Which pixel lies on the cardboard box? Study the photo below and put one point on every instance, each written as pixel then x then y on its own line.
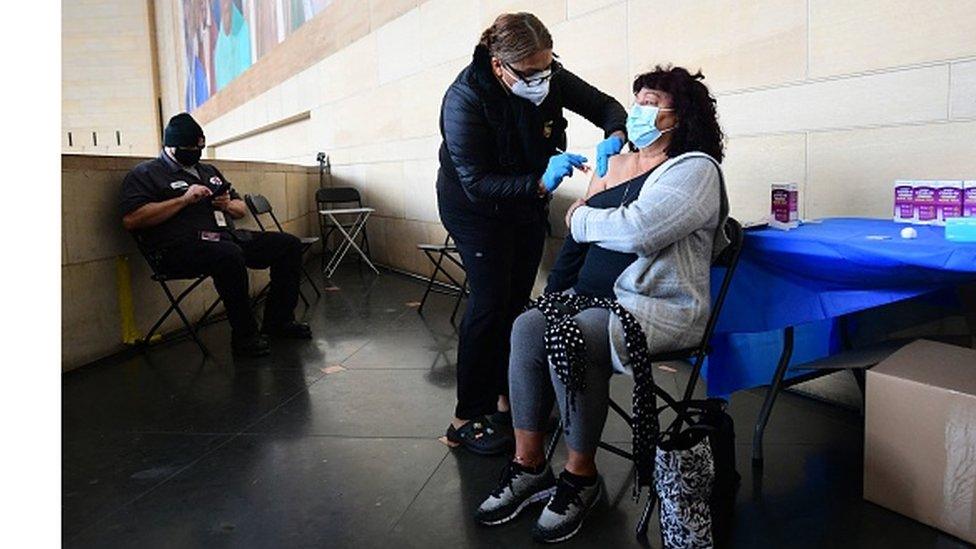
pixel 904 201
pixel 784 206
pixel 969 199
pixel 920 436
pixel 948 201
pixel 924 202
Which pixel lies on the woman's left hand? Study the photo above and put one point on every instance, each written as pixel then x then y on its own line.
pixel 572 208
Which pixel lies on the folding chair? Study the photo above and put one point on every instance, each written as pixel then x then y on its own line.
pixel 174 300
pixel 342 201
pixel 728 259
pixel 441 251
pixel 259 206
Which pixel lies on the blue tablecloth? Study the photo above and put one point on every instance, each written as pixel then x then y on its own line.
pixel 810 276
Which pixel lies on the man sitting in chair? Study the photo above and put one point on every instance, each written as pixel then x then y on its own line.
pixel 183 211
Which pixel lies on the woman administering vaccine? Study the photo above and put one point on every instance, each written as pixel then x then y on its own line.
pixel 500 160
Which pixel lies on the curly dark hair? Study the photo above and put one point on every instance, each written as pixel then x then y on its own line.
pixel 698 128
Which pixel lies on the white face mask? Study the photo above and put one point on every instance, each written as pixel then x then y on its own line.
pixel 536 94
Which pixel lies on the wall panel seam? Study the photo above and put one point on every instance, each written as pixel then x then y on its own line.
pixel 849 76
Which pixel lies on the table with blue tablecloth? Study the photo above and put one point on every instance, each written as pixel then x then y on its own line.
pixel 791 287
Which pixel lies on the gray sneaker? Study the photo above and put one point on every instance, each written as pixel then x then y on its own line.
pixel 517 489
pixel 563 515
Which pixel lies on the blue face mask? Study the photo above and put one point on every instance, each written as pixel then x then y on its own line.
pixel 641 128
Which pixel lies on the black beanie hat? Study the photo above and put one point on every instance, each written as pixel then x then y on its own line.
pixel 182 131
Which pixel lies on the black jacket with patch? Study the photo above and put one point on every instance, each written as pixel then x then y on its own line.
pixel 496 145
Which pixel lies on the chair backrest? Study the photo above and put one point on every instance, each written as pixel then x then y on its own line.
pixel 259 205
pixel 728 259
pixel 338 195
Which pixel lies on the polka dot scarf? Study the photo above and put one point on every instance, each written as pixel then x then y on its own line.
pixel 567 355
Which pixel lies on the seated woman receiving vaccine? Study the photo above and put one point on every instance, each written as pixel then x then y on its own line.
pixel 631 279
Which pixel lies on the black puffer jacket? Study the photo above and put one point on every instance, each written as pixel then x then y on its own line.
pixel 497 145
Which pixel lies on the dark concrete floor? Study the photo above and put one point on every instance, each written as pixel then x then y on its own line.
pixel 165 449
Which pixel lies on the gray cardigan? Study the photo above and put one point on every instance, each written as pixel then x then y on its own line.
pixel 676 227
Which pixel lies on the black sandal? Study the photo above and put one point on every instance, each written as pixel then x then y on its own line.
pixel 479 436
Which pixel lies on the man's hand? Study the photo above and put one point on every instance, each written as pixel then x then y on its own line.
pixel 195 194
pixel 222 202
pixel 572 209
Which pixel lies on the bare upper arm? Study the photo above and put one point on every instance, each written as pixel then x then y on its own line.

Task objective. Give all the items above as a numbered list with one line per number. Leave out the blank lines and the pictures.

Final result.
1. Which pixel lies on the cardboard box? Study the photo below and put one point on every instance, each written as pixel then x then y on its own line.
2. pixel 904 201
3. pixel 784 206
4. pixel 969 199
5. pixel 920 436
6. pixel 948 201
7. pixel 924 202
8. Which pixel lies on the woman's left hand? Study the photo above and put one point on every instance, each written as pixel then x then y on its own line.
9. pixel 572 208
10. Which pixel lies on the folding chair? Study the photo above and put one point on every instance, each written as pixel then x then y on its own line.
11. pixel 174 300
12. pixel 342 201
13. pixel 728 259
14. pixel 441 251
15. pixel 259 206
16. Which pixel lies on the blue tablecloth? Study the photo above and put one point on every instance, each written as pixel then x then y on its own line.
17. pixel 810 276
18. Which pixel lies on the man sitting in chair? Study the photo above and put one point on every instance, each written as pixel then x then y on its own line.
19. pixel 183 211
20. Which pixel lies on the woman administering vaccine? Study the photo above and put one point on every instance, each written as pixel then x then y on its own line.
21. pixel 500 160
22. Which pixel lies on the curly dark hair? Study the photo above and put one point on every instance, each written as pixel then x then y on its own line.
23. pixel 698 128
24. Which pixel lies on the white face mask? Study the photo above and put one point on every instance, each written as pixel then x then y on its own line.
25. pixel 536 94
26. Which pixel lies on the wall panel seam? Study the photo above and put one point on every instance, each written as pixel then x then y on its own line.
27. pixel 849 76
28. Which pixel lies on the table with blue tablecloth? Study the photo above and put one point on every instance, each written as pixel then x then y on its own line.
29. pixel 791 287
30. Which pixel lies on the gray sneaker? Study the photo above and put one point on every instance, each written as pixel then x then y on its own line.
31. pixel 517 489
32. pixel 563 515
33. Which pixel lies on the blue face mask? Study the photo above and put one point on every instance, each written as pixel then x then y on its own line.
34. pixel 641 128
35. Which pixel lies on the black beanie hat? Study the photo above and put one point on every instance, each written as pixel then x then y on its own line.
36. pixel 182 131
37. Which pixel lies on the black jacket with patch? Study the photo above and put one point on every instance, each written as pixel then x then y on its own line.
38. pixel 496 145
39. Which pixel lies on the chair backrest? Study the photo above and put one point on every instance, each written as pixel then x then y on its own line.
40. pixel 259 205
41. pixel 728 259
42. pixel 338 195
43. Which pixel lies on the polka dot scarf? Study the photo above and put one point on every instance, each written as pixel then x then y on its own line.
44. pixel 567 355
45. Which pixel lies on the seated woman receiving vaccine? Study the photo above and put one point on every instance, each written as pixel then x then y on its own line.
46. pixel 631 279
47. Which pixel lies on the black puffer jacket? Study the photo above and put one point on every instance, each written as pixel then x then y on its own line.
48. pixel 497 145
49. Which pixel lies on the dark concrete floor? Study the photo above and put one point on every instance, each written as pixel then x then y on its own line.
50. pixel 165 449
51. Which pixel lies on the gray cardigan? Study the photo above and put one point on every instance, each written as pixel then x then y on its own line.
52. pixel 676 227
53. Which pixel lies on the black sandal? Study the photo above and put one point on every instance, each written as pixel then x then y on its own line.
54. pixel 479 436
55. Which pixel lies on the man's hand? Study the photo above and put one point on every instance, each written as pixel then x then y on its own line.
56. pixel 195 194
57. pixel 222 202
58. pixel 572 209
59. Which pixel lies on the bare upper arm? Study the photo above and put one point on every instance, each written as pixel then x then y on its own line.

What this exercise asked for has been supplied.